S’il y a contentieux c’est parce que précisément la société Google ne répond pas toujours favorablement à la demande de suppression des données personnelles. Ce qui peut se comprendre, dans la mesure où ce qui est en cause c’est de l’information et que le moteur de recherche s’alimente et fonctionne grâce à la circulation de l’information.

(TGI DE PARIS, Ordonnance de Référé du 19 DECEMBRE 2014
Marie-France M. / Google France et Google Inc.)

Néanmoins, parmi les récentes décisions, on peut relever que les tribunaux acceptent de condamner la société Google au déréférencement de liens vers une page Web contenant des informations sur le passé pénal d’une personne.

C’était le cas d’une décision du TGI de Paris en date du 16 septembre 2014 qui avait enjoint à la société Google France de faire procéder à la suppression des liens référencés [1].

La société Google vient de nouveau d’être condamnée par le TGI de Paris à déréférencer des liens portant préjudice à la vie privée d’une personne [2].

▶ [LIGNES ENREGISTRÉES]
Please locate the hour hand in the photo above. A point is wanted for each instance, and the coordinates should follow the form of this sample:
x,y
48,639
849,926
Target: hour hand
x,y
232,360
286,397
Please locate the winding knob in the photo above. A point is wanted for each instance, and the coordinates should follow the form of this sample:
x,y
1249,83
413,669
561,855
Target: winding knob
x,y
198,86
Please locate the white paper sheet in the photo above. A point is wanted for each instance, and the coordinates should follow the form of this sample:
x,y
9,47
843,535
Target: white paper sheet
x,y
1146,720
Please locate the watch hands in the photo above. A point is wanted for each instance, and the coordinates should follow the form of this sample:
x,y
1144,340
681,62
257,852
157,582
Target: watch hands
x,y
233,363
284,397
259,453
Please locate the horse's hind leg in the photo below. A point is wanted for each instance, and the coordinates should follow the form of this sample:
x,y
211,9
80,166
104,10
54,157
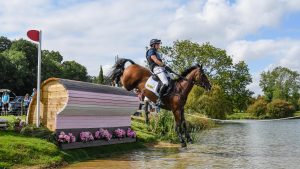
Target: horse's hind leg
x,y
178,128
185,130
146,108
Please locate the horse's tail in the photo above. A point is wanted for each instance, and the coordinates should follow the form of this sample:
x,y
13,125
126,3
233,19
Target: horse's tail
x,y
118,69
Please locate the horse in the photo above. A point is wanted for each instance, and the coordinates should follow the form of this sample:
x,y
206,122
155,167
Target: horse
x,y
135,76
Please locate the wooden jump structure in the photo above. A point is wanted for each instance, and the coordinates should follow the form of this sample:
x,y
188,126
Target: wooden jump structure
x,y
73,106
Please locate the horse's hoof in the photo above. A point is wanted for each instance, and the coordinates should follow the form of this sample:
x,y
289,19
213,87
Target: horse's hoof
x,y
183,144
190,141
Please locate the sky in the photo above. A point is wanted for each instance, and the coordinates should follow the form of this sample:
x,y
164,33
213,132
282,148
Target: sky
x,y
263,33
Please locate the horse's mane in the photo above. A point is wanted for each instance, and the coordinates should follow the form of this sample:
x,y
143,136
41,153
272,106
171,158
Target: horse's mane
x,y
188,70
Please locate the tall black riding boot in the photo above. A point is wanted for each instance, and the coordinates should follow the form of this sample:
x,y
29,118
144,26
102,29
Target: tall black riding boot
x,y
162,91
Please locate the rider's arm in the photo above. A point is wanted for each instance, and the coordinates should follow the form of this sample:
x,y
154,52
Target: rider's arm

---

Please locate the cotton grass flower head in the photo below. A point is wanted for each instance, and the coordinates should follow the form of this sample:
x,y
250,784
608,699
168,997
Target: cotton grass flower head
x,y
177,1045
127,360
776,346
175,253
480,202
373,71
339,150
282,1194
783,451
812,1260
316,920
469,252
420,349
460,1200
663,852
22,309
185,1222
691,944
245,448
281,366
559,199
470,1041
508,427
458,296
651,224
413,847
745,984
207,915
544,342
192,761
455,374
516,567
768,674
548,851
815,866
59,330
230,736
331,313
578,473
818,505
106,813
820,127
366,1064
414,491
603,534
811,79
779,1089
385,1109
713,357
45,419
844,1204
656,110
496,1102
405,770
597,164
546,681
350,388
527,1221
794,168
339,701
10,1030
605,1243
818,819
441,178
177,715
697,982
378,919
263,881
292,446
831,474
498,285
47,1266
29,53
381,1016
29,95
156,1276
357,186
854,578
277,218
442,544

▶ [TRAVAIL À FAIRE]
1. Répondez aux questions suivantes à partir de l'extrait à lire :
(a) Grâce à quoi le moteur de recherche s'alimente-t-il et fonctionne-t-il ?
(b) À quelle date le TGI de Paris a-t-il enjoint à la société Google France de faire procéder à la suppression des liens référencés ?
(c) De quelle date est l'ordonnance de référé citée entre parenthèses ?
2. Dressez la liste complète des sociétés nommées dans l'extrait à lire.
3. Recopiez le passage de l'extrait à lire qui s'ouvre sur les mots « Néanmoins, parmi les » et s'achève sur « pénal d’une personne. », en remplaçant « tribunaux » par « juges ».

▶ [RÉPONSES À L'EXERCICE]
1.
(a) Grâce à la circulation de l'information.
(b) Le 16 septembre 2014.
(c) Du 19 décembre 2014.

2. Google, Google France, Google Inc.

3.
Néanmoins, parmi les récentes décisions, on peut relever que les juges acceptent de condamner la société Google au déréférencement de liens vers une page Web contenant des informations sur le passé pénal d’une personne.